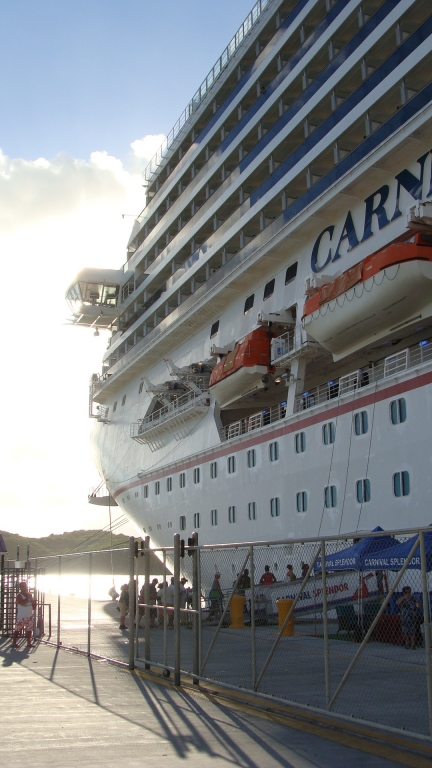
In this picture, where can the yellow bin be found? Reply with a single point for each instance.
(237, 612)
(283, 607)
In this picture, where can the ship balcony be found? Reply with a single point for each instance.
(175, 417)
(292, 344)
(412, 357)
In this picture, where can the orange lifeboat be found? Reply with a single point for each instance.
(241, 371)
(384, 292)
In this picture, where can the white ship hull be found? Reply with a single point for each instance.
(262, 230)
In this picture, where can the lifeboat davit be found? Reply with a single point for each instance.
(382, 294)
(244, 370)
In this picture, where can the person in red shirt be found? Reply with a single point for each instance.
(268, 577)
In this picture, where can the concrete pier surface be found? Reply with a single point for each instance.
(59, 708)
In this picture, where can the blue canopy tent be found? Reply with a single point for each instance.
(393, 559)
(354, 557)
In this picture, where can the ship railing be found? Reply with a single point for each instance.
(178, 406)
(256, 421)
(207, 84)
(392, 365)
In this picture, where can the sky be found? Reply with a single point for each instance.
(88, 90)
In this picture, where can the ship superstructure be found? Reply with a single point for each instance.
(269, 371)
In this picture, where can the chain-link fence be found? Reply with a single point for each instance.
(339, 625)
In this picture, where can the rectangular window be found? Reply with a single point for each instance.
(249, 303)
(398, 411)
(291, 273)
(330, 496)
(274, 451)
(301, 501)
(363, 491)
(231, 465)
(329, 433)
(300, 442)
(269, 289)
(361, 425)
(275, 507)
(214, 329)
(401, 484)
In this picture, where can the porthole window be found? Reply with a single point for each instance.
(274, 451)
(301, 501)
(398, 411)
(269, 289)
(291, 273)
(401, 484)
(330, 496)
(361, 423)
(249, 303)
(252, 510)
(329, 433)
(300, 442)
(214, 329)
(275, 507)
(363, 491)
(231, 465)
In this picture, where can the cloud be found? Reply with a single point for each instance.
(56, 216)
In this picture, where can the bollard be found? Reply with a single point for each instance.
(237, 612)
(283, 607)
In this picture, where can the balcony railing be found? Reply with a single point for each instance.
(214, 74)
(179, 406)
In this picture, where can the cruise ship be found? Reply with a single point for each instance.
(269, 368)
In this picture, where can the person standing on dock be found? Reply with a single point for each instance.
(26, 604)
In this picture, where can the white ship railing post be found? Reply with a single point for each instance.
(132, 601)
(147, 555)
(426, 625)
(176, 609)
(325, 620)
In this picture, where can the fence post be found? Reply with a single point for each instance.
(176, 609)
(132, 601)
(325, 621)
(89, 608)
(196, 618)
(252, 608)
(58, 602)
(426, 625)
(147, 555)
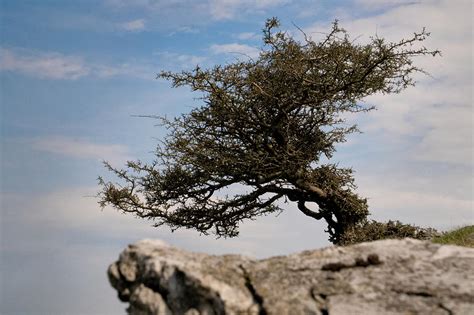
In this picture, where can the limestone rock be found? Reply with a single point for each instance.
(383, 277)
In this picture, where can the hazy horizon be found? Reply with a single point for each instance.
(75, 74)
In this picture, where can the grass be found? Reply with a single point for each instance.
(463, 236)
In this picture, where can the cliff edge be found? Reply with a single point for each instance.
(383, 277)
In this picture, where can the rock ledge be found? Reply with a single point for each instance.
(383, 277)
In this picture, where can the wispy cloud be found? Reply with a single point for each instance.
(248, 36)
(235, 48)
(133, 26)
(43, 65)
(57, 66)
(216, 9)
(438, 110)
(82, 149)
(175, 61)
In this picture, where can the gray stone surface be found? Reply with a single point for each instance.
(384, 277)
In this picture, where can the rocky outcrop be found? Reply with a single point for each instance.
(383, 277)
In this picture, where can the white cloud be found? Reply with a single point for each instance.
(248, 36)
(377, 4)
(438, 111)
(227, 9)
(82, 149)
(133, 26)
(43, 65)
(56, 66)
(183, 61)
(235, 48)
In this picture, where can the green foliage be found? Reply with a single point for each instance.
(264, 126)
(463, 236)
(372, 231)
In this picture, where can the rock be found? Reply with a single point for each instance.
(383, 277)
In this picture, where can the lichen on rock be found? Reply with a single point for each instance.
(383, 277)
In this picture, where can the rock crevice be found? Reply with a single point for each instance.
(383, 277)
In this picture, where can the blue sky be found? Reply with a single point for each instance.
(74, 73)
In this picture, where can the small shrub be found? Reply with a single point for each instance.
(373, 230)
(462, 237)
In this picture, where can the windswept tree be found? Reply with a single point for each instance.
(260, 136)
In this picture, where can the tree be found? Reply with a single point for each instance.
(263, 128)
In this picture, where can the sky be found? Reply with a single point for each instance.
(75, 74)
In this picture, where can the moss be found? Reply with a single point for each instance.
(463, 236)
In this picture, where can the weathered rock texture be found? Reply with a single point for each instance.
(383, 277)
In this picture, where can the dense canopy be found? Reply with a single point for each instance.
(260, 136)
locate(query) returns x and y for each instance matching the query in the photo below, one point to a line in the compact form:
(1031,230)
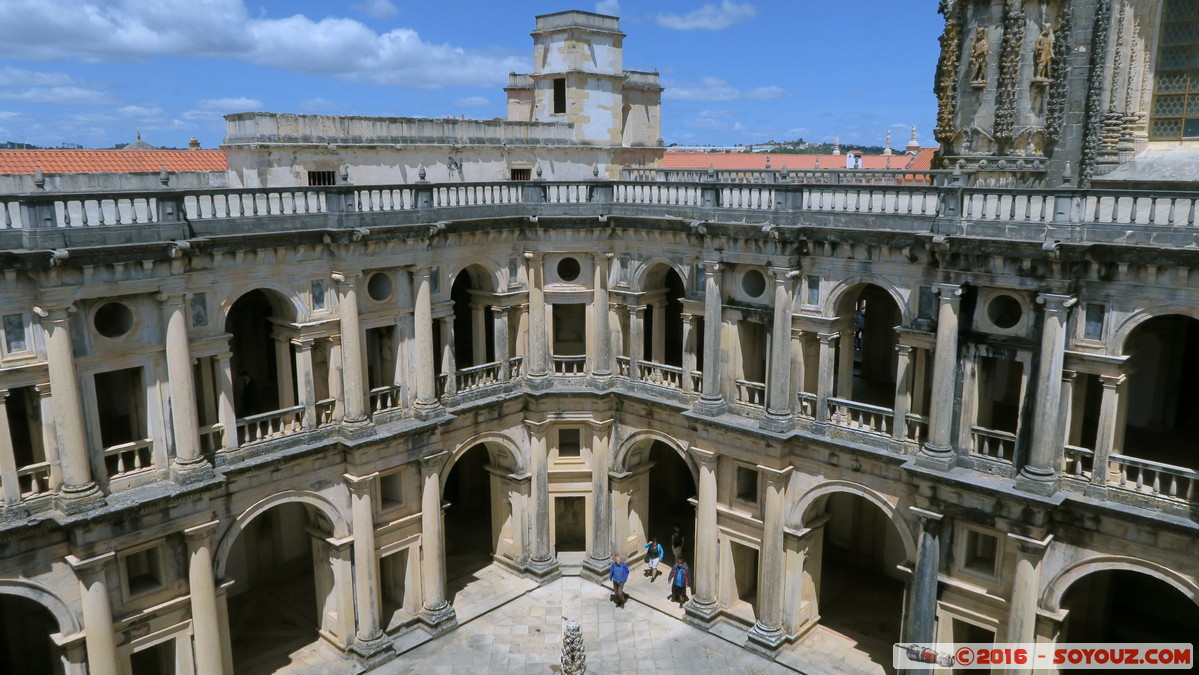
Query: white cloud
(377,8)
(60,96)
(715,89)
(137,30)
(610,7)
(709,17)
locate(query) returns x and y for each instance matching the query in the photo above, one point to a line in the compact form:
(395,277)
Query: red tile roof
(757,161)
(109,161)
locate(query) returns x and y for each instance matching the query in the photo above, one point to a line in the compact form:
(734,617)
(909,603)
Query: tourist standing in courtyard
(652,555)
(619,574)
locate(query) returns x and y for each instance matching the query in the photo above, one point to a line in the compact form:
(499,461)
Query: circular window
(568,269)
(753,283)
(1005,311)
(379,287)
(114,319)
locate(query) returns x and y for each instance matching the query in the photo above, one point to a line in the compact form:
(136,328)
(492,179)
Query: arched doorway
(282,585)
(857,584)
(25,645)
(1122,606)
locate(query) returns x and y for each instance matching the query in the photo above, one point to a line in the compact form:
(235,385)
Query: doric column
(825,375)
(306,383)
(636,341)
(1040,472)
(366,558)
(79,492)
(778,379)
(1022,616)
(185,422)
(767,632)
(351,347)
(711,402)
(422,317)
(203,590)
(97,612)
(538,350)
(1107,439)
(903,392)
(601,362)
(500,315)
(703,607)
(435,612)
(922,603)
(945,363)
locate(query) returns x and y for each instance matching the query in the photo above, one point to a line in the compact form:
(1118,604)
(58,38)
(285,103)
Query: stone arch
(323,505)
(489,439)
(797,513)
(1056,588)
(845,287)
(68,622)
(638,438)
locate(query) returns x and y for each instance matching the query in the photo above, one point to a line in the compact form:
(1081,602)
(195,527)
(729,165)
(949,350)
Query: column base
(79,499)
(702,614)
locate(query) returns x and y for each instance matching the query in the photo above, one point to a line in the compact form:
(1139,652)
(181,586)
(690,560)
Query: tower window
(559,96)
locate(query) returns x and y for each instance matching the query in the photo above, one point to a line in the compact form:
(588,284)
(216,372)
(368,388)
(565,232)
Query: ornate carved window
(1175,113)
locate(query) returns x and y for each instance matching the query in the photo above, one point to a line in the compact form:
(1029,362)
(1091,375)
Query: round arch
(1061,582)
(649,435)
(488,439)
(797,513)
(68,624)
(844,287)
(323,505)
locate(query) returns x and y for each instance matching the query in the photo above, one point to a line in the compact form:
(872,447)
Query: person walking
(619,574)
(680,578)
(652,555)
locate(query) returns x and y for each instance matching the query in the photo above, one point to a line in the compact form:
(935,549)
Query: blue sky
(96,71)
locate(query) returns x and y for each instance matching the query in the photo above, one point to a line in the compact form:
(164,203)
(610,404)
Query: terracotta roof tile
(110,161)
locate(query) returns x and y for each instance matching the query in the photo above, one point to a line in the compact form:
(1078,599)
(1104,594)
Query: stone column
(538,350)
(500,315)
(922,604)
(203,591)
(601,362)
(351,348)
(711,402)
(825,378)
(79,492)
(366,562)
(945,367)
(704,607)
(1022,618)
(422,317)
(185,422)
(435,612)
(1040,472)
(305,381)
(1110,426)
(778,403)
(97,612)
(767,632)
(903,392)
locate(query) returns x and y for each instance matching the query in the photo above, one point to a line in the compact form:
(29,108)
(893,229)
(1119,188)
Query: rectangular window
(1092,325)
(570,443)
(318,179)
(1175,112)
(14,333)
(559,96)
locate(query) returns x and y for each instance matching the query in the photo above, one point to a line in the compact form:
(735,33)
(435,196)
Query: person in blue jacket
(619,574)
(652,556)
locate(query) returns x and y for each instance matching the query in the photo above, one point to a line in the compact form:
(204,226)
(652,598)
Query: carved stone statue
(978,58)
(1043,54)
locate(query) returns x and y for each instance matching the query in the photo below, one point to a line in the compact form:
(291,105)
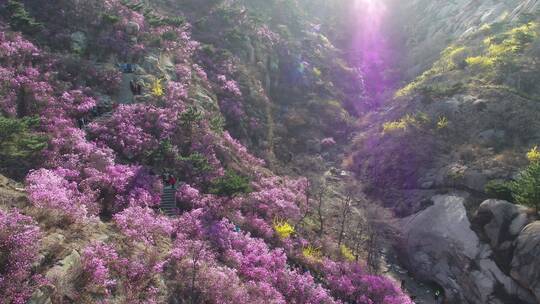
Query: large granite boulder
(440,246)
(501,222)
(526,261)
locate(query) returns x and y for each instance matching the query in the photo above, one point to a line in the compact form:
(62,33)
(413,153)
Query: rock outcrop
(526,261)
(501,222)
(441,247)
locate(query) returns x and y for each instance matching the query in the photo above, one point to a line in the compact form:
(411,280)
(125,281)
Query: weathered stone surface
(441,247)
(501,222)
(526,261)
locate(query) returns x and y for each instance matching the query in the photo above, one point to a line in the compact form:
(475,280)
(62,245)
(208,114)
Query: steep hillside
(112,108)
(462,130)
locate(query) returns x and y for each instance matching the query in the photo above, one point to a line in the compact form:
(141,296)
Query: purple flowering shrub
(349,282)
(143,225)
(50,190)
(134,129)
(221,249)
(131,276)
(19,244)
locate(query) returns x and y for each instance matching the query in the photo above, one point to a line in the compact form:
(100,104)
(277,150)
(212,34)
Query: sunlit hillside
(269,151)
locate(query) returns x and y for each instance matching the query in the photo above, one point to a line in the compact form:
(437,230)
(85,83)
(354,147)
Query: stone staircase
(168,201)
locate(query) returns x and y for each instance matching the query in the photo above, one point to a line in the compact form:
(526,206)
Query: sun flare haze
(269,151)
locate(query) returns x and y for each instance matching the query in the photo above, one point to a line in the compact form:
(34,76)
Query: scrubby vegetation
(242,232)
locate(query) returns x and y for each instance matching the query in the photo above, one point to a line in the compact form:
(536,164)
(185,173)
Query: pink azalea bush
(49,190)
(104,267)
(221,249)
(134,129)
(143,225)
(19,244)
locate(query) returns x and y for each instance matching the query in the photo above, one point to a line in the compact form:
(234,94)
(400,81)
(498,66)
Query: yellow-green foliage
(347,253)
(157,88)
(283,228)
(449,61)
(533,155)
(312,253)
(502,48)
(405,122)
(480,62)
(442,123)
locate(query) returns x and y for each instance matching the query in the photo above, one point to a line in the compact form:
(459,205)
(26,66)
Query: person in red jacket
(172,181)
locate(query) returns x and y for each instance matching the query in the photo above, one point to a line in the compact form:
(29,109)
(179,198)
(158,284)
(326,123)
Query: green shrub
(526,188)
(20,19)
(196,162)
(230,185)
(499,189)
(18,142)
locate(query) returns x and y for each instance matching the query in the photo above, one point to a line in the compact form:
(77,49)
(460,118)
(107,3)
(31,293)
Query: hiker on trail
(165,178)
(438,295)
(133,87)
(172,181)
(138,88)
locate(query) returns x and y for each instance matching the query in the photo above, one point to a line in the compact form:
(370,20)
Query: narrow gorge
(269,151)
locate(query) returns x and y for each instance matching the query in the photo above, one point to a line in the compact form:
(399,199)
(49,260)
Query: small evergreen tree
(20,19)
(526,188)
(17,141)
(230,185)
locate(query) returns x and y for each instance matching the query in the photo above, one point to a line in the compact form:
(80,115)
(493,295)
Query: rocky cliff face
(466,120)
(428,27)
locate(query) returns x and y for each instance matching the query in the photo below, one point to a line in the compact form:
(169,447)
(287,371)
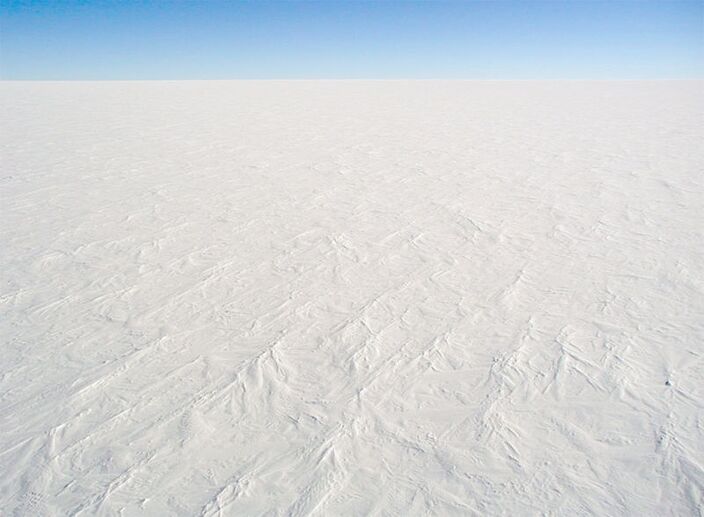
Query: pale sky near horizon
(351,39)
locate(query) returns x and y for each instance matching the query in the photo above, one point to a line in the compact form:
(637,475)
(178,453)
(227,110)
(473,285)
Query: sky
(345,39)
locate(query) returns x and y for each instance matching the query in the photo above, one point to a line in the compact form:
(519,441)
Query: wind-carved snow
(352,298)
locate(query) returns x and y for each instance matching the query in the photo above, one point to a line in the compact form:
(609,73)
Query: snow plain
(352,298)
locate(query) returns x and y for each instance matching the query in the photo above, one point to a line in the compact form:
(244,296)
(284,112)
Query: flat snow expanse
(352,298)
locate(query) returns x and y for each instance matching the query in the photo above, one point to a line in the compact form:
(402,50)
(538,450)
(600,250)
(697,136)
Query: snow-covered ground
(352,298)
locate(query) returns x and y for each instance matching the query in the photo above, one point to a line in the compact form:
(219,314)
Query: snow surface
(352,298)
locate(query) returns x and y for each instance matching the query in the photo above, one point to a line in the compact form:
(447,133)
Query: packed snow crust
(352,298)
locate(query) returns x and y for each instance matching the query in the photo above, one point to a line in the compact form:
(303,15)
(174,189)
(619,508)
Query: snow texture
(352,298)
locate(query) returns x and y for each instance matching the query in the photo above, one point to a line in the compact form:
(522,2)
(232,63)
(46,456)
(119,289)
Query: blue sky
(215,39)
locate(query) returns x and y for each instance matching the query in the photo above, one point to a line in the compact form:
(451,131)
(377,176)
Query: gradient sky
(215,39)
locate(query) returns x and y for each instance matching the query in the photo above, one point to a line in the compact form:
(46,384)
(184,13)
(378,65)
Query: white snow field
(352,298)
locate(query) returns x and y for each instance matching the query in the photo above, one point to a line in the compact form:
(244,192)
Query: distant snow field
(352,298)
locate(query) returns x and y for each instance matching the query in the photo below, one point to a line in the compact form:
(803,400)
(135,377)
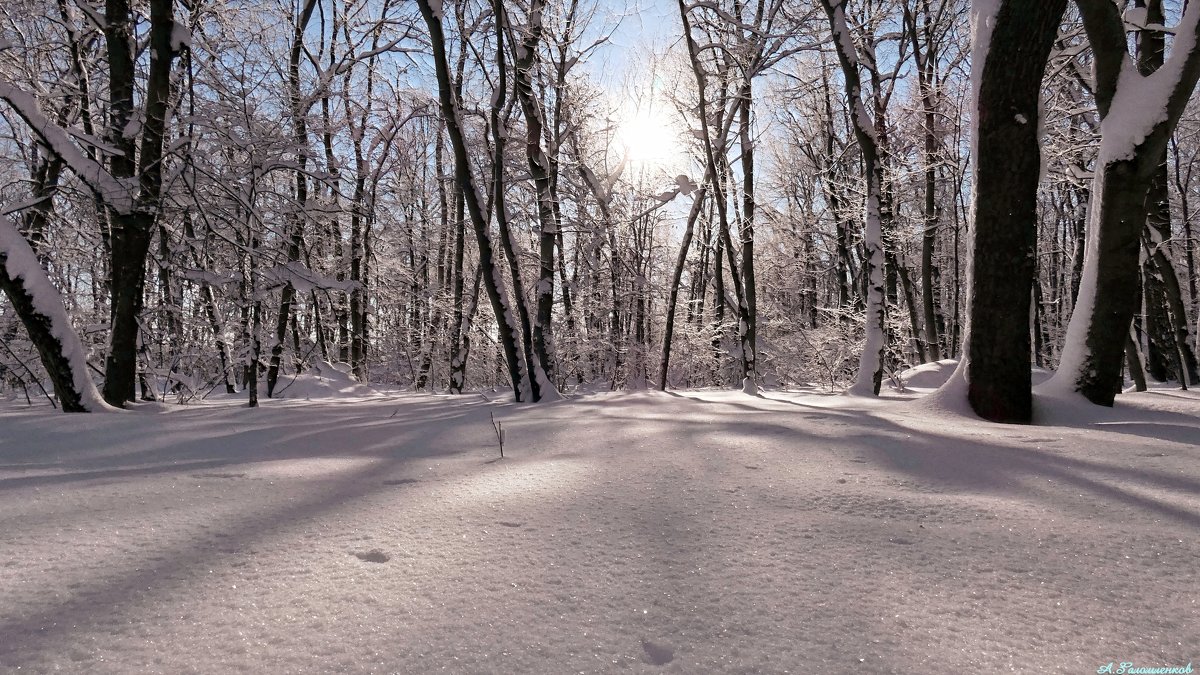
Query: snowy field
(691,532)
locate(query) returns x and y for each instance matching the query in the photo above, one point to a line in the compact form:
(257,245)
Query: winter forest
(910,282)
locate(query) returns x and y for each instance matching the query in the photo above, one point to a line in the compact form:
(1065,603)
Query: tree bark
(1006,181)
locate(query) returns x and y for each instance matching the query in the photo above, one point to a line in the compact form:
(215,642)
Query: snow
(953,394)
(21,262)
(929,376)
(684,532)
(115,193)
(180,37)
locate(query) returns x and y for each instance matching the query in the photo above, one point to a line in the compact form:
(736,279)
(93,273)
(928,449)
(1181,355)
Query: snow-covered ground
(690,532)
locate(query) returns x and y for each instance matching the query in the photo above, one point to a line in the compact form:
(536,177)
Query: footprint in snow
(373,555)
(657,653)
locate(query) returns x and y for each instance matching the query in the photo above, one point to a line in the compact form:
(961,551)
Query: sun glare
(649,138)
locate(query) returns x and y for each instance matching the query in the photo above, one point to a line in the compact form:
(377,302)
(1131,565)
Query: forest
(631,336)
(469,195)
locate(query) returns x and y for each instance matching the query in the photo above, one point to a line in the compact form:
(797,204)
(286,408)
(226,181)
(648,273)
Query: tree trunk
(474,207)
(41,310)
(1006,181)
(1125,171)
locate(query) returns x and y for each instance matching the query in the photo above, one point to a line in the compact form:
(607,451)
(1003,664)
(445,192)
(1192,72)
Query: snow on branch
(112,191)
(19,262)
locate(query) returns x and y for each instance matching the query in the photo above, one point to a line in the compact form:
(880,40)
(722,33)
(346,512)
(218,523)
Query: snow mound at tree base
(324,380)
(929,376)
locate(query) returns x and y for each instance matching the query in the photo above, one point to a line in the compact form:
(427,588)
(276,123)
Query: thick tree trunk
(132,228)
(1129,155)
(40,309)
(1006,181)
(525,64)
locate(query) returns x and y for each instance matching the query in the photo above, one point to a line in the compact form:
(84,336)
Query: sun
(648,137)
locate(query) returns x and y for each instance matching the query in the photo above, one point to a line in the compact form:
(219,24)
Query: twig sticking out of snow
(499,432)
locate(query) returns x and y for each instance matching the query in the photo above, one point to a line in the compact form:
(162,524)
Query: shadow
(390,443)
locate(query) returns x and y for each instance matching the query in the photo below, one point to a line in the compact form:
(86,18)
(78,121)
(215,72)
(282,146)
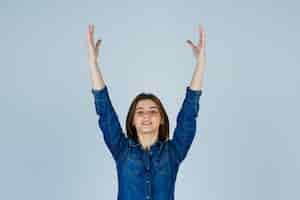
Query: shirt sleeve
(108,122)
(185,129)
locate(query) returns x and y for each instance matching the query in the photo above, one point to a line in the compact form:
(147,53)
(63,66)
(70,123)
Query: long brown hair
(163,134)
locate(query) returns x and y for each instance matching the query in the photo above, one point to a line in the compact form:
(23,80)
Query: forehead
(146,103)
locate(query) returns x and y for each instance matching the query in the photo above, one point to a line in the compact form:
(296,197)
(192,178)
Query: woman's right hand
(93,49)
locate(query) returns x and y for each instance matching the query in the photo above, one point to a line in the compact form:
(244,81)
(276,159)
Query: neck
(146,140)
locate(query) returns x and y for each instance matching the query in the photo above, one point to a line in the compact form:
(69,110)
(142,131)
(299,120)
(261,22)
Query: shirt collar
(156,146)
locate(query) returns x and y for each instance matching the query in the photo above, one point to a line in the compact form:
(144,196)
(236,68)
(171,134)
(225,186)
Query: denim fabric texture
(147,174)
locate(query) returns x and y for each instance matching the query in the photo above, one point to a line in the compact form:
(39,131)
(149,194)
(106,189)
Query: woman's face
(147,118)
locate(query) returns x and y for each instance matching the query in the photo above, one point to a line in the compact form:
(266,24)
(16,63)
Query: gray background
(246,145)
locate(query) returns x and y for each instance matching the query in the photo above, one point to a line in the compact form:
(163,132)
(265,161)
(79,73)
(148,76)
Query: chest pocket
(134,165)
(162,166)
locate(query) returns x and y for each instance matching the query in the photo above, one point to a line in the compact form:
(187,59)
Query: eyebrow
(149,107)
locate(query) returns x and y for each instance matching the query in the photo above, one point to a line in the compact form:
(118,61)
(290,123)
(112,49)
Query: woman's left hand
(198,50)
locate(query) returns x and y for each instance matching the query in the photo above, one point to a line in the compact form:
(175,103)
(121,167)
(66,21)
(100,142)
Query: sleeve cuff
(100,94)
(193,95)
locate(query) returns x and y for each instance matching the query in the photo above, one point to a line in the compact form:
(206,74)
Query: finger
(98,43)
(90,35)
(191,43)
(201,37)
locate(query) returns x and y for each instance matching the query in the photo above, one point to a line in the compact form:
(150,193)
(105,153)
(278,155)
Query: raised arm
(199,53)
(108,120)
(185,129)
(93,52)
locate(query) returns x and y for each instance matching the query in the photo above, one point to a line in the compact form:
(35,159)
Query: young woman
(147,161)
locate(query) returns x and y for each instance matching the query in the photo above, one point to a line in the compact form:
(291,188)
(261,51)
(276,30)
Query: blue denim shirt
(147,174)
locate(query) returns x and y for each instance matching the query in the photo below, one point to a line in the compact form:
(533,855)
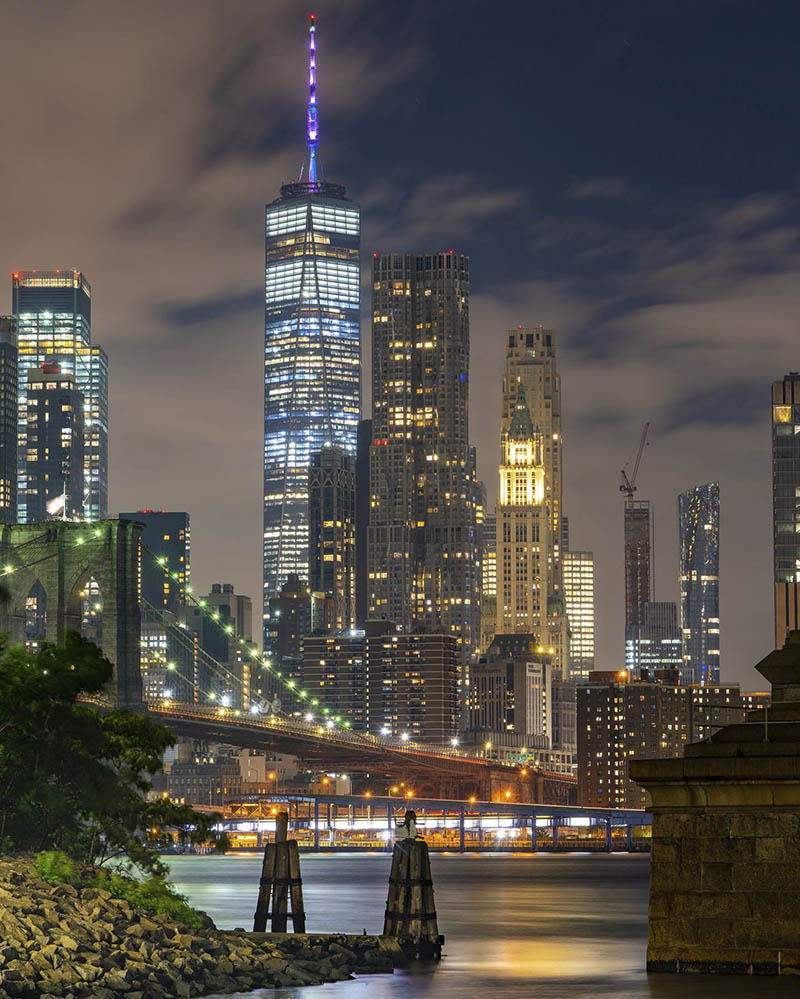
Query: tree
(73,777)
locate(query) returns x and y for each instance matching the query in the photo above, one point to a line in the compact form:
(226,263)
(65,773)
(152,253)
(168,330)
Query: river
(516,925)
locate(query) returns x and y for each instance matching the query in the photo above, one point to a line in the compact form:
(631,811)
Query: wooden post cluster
---
● **Short problem**
Return each line of the material above that contains the word "lifeboat", copied unchanged.

● **Exercise response**
In this picture, where can the orange lifeboat be found? Reply with a single point for each instance.
In this picture, where can the lifeboat davit be found? Reply with a single point for each instance.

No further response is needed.